> **TEXT SEGMENT**:
BP Postpones New Cap Tests, As Concern Over Oil Spill’s Impact Grows

BP has delayed testing a new containment cap at the site of the Deepwater Horizon oil spill without explanation. No time-table for when testing of the cap might resume has been given.

It was hoped that the new cap would completely stop the flow of oil into the Gulf of Mexico. The tighter fitting device was installed Monday, and pressure tests were to have begun yesterday and continued for up to 48 hours.

According to the Associated Press, engineers spent most of Tuesday conducting a seismic survey, creating a map of the rock under the sea floor to spot potential dangers, like gas pockets. It was unclear whether there was something in the results of the mapping that prompted officials to delay testing.

National Incident Commander Thad Allen
, who met with the federal energy secretary and the head of the U.S. Geological Survey as well as BP officials and other scientists after the mapping was done, said it was determined that ‘the process may benefit from additional analysis,” the Associated Press said. He said the additional analysis would continue through today. While all this is going on, oil continues to spew into the Gulf.

In other news, concerns about the spill’s environmental impact are growing, as a prominent researcher questioned the federal government’s assertions that the disaster has had little impact on oxygen levels in the Gulf. According to The Wall Street Journal, Samantha Joye, an oceanographer at the University of Georgia who is studying the oil spill’s potential effects on Gulf marine life, said water samples that she and colleagues have taken show bigger oxygen drops than what has been measured by two government teams.

> **EXCERPTED DATA**:
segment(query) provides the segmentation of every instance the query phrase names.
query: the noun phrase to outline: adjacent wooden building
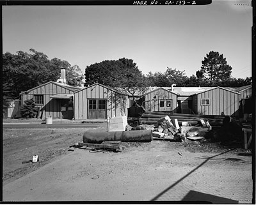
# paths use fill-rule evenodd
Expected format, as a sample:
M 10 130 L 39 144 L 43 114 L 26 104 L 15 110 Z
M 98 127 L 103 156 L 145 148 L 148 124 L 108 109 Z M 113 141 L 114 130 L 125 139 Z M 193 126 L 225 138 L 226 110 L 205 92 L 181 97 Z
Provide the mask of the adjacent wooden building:
M 159 87 L 145 95 L 145 107 L 147 111 L 177 112 L 178 94 Z
M 127 94 L 99 83 L 74 93 L 75 119 L 127 116 L 129 106 Z
M 33 98 L 40 107 L 38 118 L 74 118 L 73 93 L 81 87 L 72 87 L 63 83 L 50 81 L 20 93 L 21 105 Z
M 193 96 L 195 114 L 239 116 L 240 93 L 216 87 Z

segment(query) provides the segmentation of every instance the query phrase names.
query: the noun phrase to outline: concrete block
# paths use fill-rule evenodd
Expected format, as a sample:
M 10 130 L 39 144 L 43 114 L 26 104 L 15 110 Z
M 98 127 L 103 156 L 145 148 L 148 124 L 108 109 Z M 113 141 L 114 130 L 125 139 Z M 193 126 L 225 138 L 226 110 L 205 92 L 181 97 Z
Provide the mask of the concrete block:
M 125 131 L 127 125 L 127 116 L 110 118 L 109 131 Z

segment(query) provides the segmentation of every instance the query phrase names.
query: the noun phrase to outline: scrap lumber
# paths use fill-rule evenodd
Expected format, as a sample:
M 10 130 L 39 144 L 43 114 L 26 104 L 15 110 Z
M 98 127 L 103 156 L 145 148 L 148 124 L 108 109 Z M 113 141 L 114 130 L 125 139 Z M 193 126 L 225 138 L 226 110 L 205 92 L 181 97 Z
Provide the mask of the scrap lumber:
M 178 119 L 174 119 L 174 125 L 175 125 L 175 126 L 176 127 L 176 128 L 179 129 L 180 128 L 180 126 L 179 125 L 179 123 L 178 123 Z
M 120 145 L 110 145 L 110 144 L 93 144 L 93 143 L 84 143 L 84 142 L 77 142 L 75 144 L 75 146 L 86 146 L 87 148 L 100 148 L 100 149 L 122 149 Z
M 200 139 L 203 139 L 205 138 L 204 137 L 194 136 L 194 137 L 187 137 L 187 139 L 195 141 L 195 140 L 198 140 Z
M 205 128 L 205 127 L 206 127 L 206 124 L 205 124 L 205 123 L 204 122 L 204 121 L 202 120 L 202 119 L 200 119 L 200 121 L 202 125 L 203 126 L 203 128 Z
M 170 112 L 169 112 L 170 113 Z M 212 118 L 212 119 L 223 119 L 225 116 L 220 115 L 204 115 L 204 114 L 182 114 L 182 113 L 173 113 L 168 114 L 168 112 L 148 112 L 146 111 L 145 114 L 158 114 L 158 115 L 168 115 L 170 116 L 183 116 L 185 118 Z

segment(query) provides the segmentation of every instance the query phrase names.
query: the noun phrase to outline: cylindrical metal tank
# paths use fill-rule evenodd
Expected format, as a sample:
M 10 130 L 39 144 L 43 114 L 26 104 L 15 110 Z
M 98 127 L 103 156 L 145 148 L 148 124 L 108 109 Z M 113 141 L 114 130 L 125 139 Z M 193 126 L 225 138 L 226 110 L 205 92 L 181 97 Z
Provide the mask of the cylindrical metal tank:
M 104 141 L 148 142 L 152 139 L 152 130 L 118 131 L 107 132 L 84 132 L 84 143 L 100 144 Z

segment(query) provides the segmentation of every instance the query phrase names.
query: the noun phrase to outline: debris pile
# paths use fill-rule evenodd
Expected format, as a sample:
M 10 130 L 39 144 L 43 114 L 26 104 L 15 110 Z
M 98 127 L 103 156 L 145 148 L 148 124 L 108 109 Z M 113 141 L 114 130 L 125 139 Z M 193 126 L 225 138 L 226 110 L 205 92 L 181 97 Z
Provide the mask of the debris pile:
M 172 121 L 173 122 L 172 122 Z M 204 139 L 206 132 L 211 130 L 211 126 L 204 121 L 201 125 L 192 126 L 189 122 L 182 122 L 180 126 L 178 121 L 166 116 L 157 120 L 153 130 L 153 139 L 174 140 L 175 141 L 186 141 L 186 139 L 198 140 Z
M 159 112 L 146 112 L 139 119 L 141 126 L 154 127 L 153 139 L 169 139 L 186 141 L 205 139 L 212 126 L 223 124 L 224 116 L 206 116 L 174 114 L 166 115 Z
M 139 118 L 139 122 L 141 125 L 155 125 L 161 118 L 166 116 L 166 113 L 161 112 L 145 112 Z M 183 126 L 182 123 L 186 122 L 192 126 L 196 126 L 200 123 L 200 120 L 208 121 L 211 126 L 222 126 L 225 116 L 211 116 L 174 113 L 167 116 L 178 123 L 179 125 Z

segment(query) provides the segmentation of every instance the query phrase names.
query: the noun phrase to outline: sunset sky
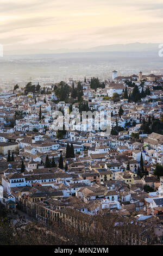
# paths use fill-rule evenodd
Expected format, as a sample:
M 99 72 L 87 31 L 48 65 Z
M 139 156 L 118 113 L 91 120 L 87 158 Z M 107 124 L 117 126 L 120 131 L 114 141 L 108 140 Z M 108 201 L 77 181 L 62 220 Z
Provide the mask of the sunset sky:
M 163 42 L 162 0 L 1 0 L 5 50 Z

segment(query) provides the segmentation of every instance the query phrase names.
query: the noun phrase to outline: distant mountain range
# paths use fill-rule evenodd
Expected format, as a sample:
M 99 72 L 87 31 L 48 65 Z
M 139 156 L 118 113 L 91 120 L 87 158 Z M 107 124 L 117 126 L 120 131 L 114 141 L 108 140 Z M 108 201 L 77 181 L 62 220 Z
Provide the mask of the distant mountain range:
M 134 42 L 126 44 L 115 44 L 102 45 L 86 49 L 30 49 L 20 50 L 16 51 L 16 54 L 53 54 L 80 52 L 158 52 L 159 44 Z M 4 51 L 4 55 L 14 54 L 12 51 Z

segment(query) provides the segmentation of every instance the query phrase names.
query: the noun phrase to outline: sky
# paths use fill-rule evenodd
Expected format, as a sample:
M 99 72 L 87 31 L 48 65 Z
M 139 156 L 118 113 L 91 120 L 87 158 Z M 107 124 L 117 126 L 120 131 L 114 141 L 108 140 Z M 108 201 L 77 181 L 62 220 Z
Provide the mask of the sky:
M 0 44 L 15 54 L 163 43 L 162 0 L 1 0 L 0 22 Z

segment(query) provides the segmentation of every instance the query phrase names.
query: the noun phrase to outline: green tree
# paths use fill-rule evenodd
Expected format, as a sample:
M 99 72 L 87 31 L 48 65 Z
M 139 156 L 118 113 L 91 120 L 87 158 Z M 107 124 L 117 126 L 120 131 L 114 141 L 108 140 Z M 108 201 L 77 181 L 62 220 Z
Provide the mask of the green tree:
M 122 107 L 122 105 L 121 105 L 121 107 L 120 107 L 120 108 L 119 112 L 118 112 L 118 114 L 119 114 L 120 117 L 121 117 L 121 115 L 123 115 L 123 113 L 124 113 L 124 111 L 123 111 L 123 109 Z
M 25 170 L 25 166 L 24 164 L 24 161 L 23 160 L 22 160 L 22 164 L 21 164 L 21 172 L 23 173 Z
M 49 160 L 49 157 L 48 155 L 46 155 L 46 160 L 45 160 L 45 168 L 50 168 L 51 167 L 51 163 Z
M 128 99 L 127 87 L 125 87 L 125 90 L 123 94 L 123 99 Z
M 74 157 L 74 148 L 73 148 L 73 145 L 72 143 L 71 143 L 71 147 L 70 147 L 70 157 L 72 158 Z
M 144 186 L 143 188 L 144 188 L 144 191 L 147 193 L 154 192 L 154 189 L 153 187 L 150 187 L 150 186 L 147 184 L 146 184 Z
M 67 166 L 67 163 L 66 163 L 66 164 L 65 164 L 65 170 L 68 170 L 68 166 Z
M 16 84 L 15 86 L 14 86 L 14 89 L 13 89 L 13 94 L 14 94 L 15 91 L 15 90 L 16 90 L 16 89 L 18 89 L 18 84 Z
M 140 166 L 140 169 L 141 169 L 141 173 L 143 173 L 144 172 L 144 162 L 143 162 L 143 159 L 142 152 L 141 153 Z
M 130 170 L 130 162 L 128 161 L 128 163 L 127 164 L 127 170 Z
M 163 166 L 157 163 L 154 171 L 154 174 L 157 176 L 158 178 L 160 177 L 160 176 L 163 176 Z
M 11 156 L 10 156 L 10 150 L 8 150 L 7 162 L 11 162 Z
M 11 162 L 14 162 L 14 153 L 13 152 L 12 153 L 12 155 L 11 155 Z
M 39 82 L 38 82 L 36 86 L 36 91 L 37 92 L 40 92 L 40 88 L 41 88 L 41 86 L 39 84 Z
M 52 163 L 51 163 L 51 167 L 52 167 L 52 168 L 57 167 L 57 165 L 56 165 L 55 162 L 54 161 L 54 156 L 53 156 L 53 158 L 52 158 Z
M 60 169 L 64 169 L 64 162 L 63 162 L 62 155 L 61 154 L 60 154 L 59 160 L 58 167 L 60 168 Z
M 141 95 L 138 88 L 138 86 L 136 84 L 135 84 L 131 94 L 131 99 L 135 102 L 137 102 L 141 99 Z
M 41 106 L 40 106 L 40 111 L 39 111 L 39 120 L 41 120 L 42 119 L 42 112 L 41 112 Z
M 66 158 L 71 157 L 71 148 L 68 143 L 67 144 Z

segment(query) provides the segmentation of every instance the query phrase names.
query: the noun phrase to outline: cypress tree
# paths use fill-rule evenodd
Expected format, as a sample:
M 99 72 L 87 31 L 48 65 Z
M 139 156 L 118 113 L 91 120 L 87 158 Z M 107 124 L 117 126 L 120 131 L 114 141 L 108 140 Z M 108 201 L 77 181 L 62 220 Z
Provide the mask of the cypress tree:
M 118 112 L 118 114 L 120 115 L 120 117 L 121 117 L 121 115 L 123 115 L 123 112 L 124 112 L 124 111 L 123 111 L 123 109 L 122 107 L 122 105 L 121 105 L 120 108 L 119 109 L 119 112 Z
M 51 163 L 49 160 L 48 156 L 47 155 L 45 160 L 45 168 L 50 168 Z
M 65 170 L 68 170 L 68 166 L 67 166 L 67 163 L 66 163 L 66 164 L 65 164 Z
M 41 113 L 41 107 L 40 106 L 40 111 L 39 111 L 39 120 L 42 119 L 42 113 Z
M 71 149 L 68 143 L 67 144 L 66 158 L 71 157 Z
M 125 90 L 123 94 L 123 99 L 128 99 L 127 87 L 125 87 Z
M 23 161 L 23 160 L 22 160 L 22 161 L 21 172 L 23 173 L 24 172 L 24 170 L 25 170 L 25 166 L 24 166 L 24 161 Z
M 7 158 L 7 162 L 11 162 L 11 156 L 10 156 L 10 151 L 8 151 L 8 158 Z
M 129 161 L 128 161 L 128 164 L 127 166 L 127 170 L 130 170 Z
M 144 172 L 144 163 L 143 163 L 143 159 L 142 157 L 142 153 L 141 153 L 140 165 L 141 172 L 141 173 L 143 173 Z
M 11 161 L 12 162 L 14 162 L 14 161 L 15 161 L 15 160 L 14 160 L 14 156 L 13 152 L 12 153 Z
M 74 157 L 74 148 L 73 148 L 73 145 L 72 143 L 71 143 L 71 147 L 70 147 L 70 157 L 72 158 Z
M 52 167 L 52 168 L 57 167 L 56 163 L 55 163 L 55 162 L 54 161 L 54 156 L 53 156 L 53 158 L 52 158 L 52 163 L 51 163 L 51 167 Z
M 58 167 L 60 168 L 60 169 L 64 169 L 64 162 L 63 162 L 62 155 L 61 154 L 60 156 L 60 158 L 59 160 Z

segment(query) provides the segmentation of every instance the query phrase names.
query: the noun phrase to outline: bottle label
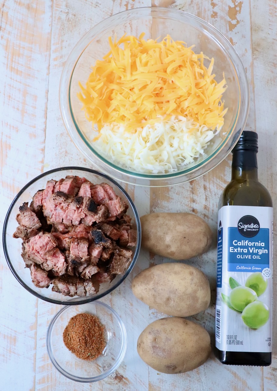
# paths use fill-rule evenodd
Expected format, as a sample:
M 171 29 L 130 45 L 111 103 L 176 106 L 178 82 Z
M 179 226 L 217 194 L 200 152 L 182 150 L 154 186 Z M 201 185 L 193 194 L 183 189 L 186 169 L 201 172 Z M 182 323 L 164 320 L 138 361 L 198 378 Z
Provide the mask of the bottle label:
M 218 212 L 215 346 L 268 352 L 272 343 L 273 209 Z

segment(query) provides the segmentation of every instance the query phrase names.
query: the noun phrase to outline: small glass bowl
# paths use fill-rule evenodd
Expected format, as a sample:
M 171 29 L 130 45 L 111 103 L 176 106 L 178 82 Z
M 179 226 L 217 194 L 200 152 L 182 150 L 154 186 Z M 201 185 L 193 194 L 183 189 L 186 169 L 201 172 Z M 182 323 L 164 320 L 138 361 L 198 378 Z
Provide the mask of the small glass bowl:
M 96 315 L 105 329 L 107 345 L 102 354 L 93 361 L 78 358 L 66 347 L 62 339 L 70 319 L 83 312 Z M 126 330 L 115 311 L 98 300 L 82 305 L 65 306 L 49 325 L 46 345 L 52 363 L 64 376 L 76 382 L 97 382 L 110 375 L 120 365 L 126 352 Z
M 170 34 L 175 40 L 195 45 L 214 58 L 213 72 L 220 81 L 224 74 L 228 88 L 222 99 L 228 111 L 220 131 L 209 142 L 204 154 L 178 170 L 165 174 L 142 174 L 115 163 L 90 141 L 91 124 L 77 97 L 79 82 L 85 85 L 91 66 L 110 50 L 108 37 L 126 33 L 145 39 L 163 38 Z M 244 126 L 249 108 L 249 90 L 245 71 L 234 49 L 216 29 L 204 20 L 177 9 L 146 7 L 128 10 L 108 18 L 93 27 L 78 42 L 67 59 L 60 84 L 60 106 L 64 122 L 73 142 L 99 169 L 117 180 L 145 186 L 170 186 L 191 181 L 215 167 L 231 151 Z
M 61 293 L 52 292 L 50 287 L 46 289 L 35 286 L 32 281 L 30 270 L 26 268 L 24 261 L 21 255 L 22 240 L 12 237 L 12 234 L 18 225 L 16 218 L 19 213 L 19 207 L 23 202 L 30 203 L 38 190 L 45 188 L 47 181 L 51 179 L 58 181 L 61 178 L 64 178 L 67 175 L 85 177 L 89 181 L 95 184 L 105 182 L 110 185 L 115 193 L 129 205 L 127 213 L 132 218 L 133 227 L 137 230 L 137 242 L 133 249 L 133 259 L 124 273 L 117 274 L 111 282 L 101 283 L 99 291 L 94 296 L 82 297 L 75 296 L 73 299 L 69 296 L 64 296 Z M 141 237 L 140 223 L 135 206 L 130 196 L 118 183 L 109 177 L 94 170 L 82 167 L 63 167 L 51 170 L 39 175 L 27 183 L 18 193 L 9 209 L 4 222 L 3 244 L 5 256 L 12 274 L 29 292 L 40 299 L 55 304 L 80 304 L 102 297 L 111 292 L 125 280 L 133 269 L 138 255 Z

> **TASK INSTRUCTIONS**:
1: Reproduce the oil spill article verbatim, everything from "In other news, concerns" down to "two government teams.".
2: Name every organization that the oil spill article mentions by name.
The lines are not needed for the work that comes next.

> **ANSWERS TO THE PROBLEMS**:
1:
In other news, concerns about the spill’s environmental impact are growing, as a prominent researcher questioned the federal government’s assertions that the disaster has had little impact on oxygen levels in the Gulf. According to The Wall Street Journal, Samantha Joye, an oceanographer at the University of Georgia who is studying the oil spill’s potential effects on Gulf marine life, said water samples that she and colleagues have taken show bigger oxygen drops than what has been measured by two government teams.

2: BP, the Associated Press, the U.S. Geological Survey, The Wall Street Journal, the University of Georgia